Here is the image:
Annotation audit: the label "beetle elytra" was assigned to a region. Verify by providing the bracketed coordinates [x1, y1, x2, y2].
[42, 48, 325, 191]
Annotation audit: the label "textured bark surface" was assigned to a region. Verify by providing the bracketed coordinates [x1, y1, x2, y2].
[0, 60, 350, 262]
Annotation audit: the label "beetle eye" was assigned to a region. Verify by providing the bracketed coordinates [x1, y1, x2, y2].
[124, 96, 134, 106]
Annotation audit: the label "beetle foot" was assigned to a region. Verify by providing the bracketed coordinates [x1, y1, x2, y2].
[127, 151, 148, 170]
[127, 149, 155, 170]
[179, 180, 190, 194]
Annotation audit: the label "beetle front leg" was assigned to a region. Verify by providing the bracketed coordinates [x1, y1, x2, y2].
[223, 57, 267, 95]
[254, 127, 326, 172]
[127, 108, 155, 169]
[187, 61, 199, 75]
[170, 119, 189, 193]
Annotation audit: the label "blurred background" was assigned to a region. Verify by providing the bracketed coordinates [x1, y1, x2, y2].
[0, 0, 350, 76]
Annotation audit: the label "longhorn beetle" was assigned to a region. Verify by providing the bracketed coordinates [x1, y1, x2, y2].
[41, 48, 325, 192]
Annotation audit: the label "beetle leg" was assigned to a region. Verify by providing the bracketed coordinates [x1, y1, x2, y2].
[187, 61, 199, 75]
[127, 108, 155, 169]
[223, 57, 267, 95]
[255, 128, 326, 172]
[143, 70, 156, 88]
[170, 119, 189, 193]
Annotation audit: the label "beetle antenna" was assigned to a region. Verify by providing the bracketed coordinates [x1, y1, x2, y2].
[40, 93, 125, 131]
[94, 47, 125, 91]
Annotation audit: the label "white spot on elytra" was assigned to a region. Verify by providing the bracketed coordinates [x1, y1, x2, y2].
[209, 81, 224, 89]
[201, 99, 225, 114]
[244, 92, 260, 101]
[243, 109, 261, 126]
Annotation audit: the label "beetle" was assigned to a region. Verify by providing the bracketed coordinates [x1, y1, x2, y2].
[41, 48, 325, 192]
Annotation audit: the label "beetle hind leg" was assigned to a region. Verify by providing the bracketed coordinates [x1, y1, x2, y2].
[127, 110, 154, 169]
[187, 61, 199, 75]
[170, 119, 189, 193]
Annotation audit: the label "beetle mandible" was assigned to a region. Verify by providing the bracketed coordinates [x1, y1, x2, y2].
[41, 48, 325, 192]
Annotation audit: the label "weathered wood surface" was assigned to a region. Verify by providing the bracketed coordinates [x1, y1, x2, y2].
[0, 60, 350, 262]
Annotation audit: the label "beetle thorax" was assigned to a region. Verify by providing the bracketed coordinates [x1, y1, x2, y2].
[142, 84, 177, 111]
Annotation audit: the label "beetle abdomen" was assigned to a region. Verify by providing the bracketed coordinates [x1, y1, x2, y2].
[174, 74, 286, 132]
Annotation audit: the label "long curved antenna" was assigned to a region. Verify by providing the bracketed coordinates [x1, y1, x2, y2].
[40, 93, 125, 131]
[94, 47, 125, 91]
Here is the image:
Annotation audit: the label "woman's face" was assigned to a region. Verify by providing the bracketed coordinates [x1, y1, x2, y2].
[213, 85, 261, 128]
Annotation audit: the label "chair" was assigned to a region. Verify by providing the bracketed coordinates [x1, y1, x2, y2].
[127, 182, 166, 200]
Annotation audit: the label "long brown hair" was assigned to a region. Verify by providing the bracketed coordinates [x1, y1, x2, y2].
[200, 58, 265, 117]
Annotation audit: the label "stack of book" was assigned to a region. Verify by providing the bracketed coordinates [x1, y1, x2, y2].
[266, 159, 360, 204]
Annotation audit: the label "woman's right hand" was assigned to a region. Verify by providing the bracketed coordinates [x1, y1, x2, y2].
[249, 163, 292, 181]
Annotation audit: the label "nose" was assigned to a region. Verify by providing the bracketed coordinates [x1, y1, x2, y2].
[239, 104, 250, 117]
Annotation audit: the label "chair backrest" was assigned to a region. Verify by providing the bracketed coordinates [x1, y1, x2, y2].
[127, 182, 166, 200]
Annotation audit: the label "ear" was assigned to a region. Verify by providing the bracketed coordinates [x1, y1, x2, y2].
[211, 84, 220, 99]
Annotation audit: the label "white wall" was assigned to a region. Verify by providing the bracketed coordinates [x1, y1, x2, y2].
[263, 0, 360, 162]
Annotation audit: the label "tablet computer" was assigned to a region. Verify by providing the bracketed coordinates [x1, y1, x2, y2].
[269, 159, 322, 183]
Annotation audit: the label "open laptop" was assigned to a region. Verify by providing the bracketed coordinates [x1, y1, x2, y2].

[What is being asked]: Rewrite the lines above, swapping every "Annotation audit" for "Label review" and leaving everything else untouched.

[Worked solution]:
Here is the image:
Label review: the label "beetle elytra" was assigned to a region. Verify by providing the bracketed coordinates [x1, y1, x2, y2].
[42, 48, 325, 191]
Label review: the label "textured bark surface" was assigned to a region. Verify by providing the bracketed coordinates [x1, y1, x2, y2].
[0, 60, 350, 262]
Label review: the label "beetle eye" was assigned to a region. Verify by providing the bracketed coordinates [x1, y1, x2, y2].
[124, 96, 134, 106]
Label review: the label "beetle foot" was assigned to a region. Verify by providing the bracketed coordinates [x1, y1, x2, y2].
[127, 151, 148, 170]
[127, 149, 155, 170]
[179, 180, 190, 194]
Label review: the label "beetle front leg" was assigned to a region. Verify by providing the bracketed coordinates [x1, y1, x2, y2].
[223, 57, 267, 95]
[254, 127, 326, 172]
[127, 108, 155, 169]
[187, 61, 199, 75]
[170, 119, 189, 193]
Label review: the label "blurred background" was assigned to a region. Verify by providing the bracketed coordinates [x1, y1, x2, y2].
[0, 0, 350, 76]
Label review: the label "longhorn beetle" was assigned to a region. Verify by providing the bracketed coordinates [x1, y1, x2, y2].
[41, 48, 325, 192]
Label review: the label "beetle leg" was assigned to a region. Verify by providing the bracketed coordinates [x1, y1, x2, y2].
[187, 61, 199, 75]
[127, 108, 155, 169]
[223, 57, 267, 95]
[255, 128, 326, 172]
[143, 70, 156, 88]
[170, 119, 189, 193]
Label review: the label "beetle antenna" was assigned to a region. Verify by providing the bracketed coordinates [x1, y1, x2, y2].
[40, 93, 125, 131]
[94, 47, 125, 91]
Label review: the label "white spot on elytra" was assigned to a region. Verify by providing the bracketed coordinates [x1, y1, x2, y2].
[209, 81, 224, 89]
[201, 99, 225, 114]
[244, 92, 260, 101]
[243, 109, 261, 126]
Label review: the label "beetle" was assigned to a region. Verify by providing the bracketed coordinates [x1, y1, x2, y2].
[41, 48, 325, 192]
Label review: the label "beetle hind leg" was assigned to a region. Verify by providing the bracketed coordinates [x1, y1, x2, y2].
[127, 110, 154, 169]
[187, 61, 199, 75]
[170, 119, 189, 193]
Label review: the label "beetle mandible" was assigned to a region. Verify by providing the bracketed coordinates [x1, y1, x2, y2].
[41, 48, 325, 192]
Label review: the label "weathered wood surface" was assigned to a region. Verify by providing the bracketed coordinates [x1, y1, x2, y2].
[0, 60, 350, 262]
Label review: the label "beetle thorax" was assigned to a region. Verify by providing the bracketed coordinates [x1, y1, x2, y2].
[142, 84, 177, 111]
Label review: the label "beetle abdomen" was assigned to a region. Verify by providing the bracketed coordinates [x1, y1, x2, y2].
[174, 74, 286, 132]
Label review: the label "long curved antenna" was assigned to a region. Verify by providing the bracketed coordinates [x1, y1, x2, y2].
[40, 93, 125, 131]
[94, 47, 125, 91]
Here is the image:
Label review: the label "woman's face" was assigned to a region. Verify by providing the bracketed coordinates [x1, y1, x2, y2].
[213, 85, 261, 128]
Label review: the label "chair" was assigned to a region. Verify by providing the bracketed coordinates [x1, y1, x2, y2].
[127, 182, 166, 200]
Label review: the label "long brown hair" was assigned to a region. Verify by providing the bracketed coordinates [x1, y1, x2, y2].
[200, 58, 265, 117]
Label review: the label "stack of book" was assigned to a region. Verify by providing the bracketed coordinates [x1, y1, x2, y2].
[266, 159, 360, 204]
Label review: the label "woman's right hand" was assigned to a region. Verify by providing the bracketed coordinates [x1, y1, x2, y2].
[249, 163, 292, 181]
Label review: the label "nose" was assigned to a region. Verify by providing the bracketed coordinates [x1, y1, x2, y2].
[239, 104, 250, 117]
Label review: the label "chair backrest" was assigned to a region. Verify by providing the bracketed coordinates [x1, y1, x2, y2].
[127, 182, 166, 200]
Label review: the label "ear" was assigned to a region. Verify by providing the bracketed coordinates [x1, y1, x2, y2].
[211, 84, 220, 99]
Label review: the label "white wall" was assigned to a region. Verify by providing the bracketed coordinates [x1, y1, x2, y2].
[263, 0, 360, 162]
Label review: the label "tablet computer" was assigned to a region. Verify by providing the bracketed coordinates [x1, y1, x2, y2].
[269, 159, 322, 183]
Label review: the label "open laptop" was assigned to a region. Verify by providing the bracketed coordinates [x1, y1, x2, y2].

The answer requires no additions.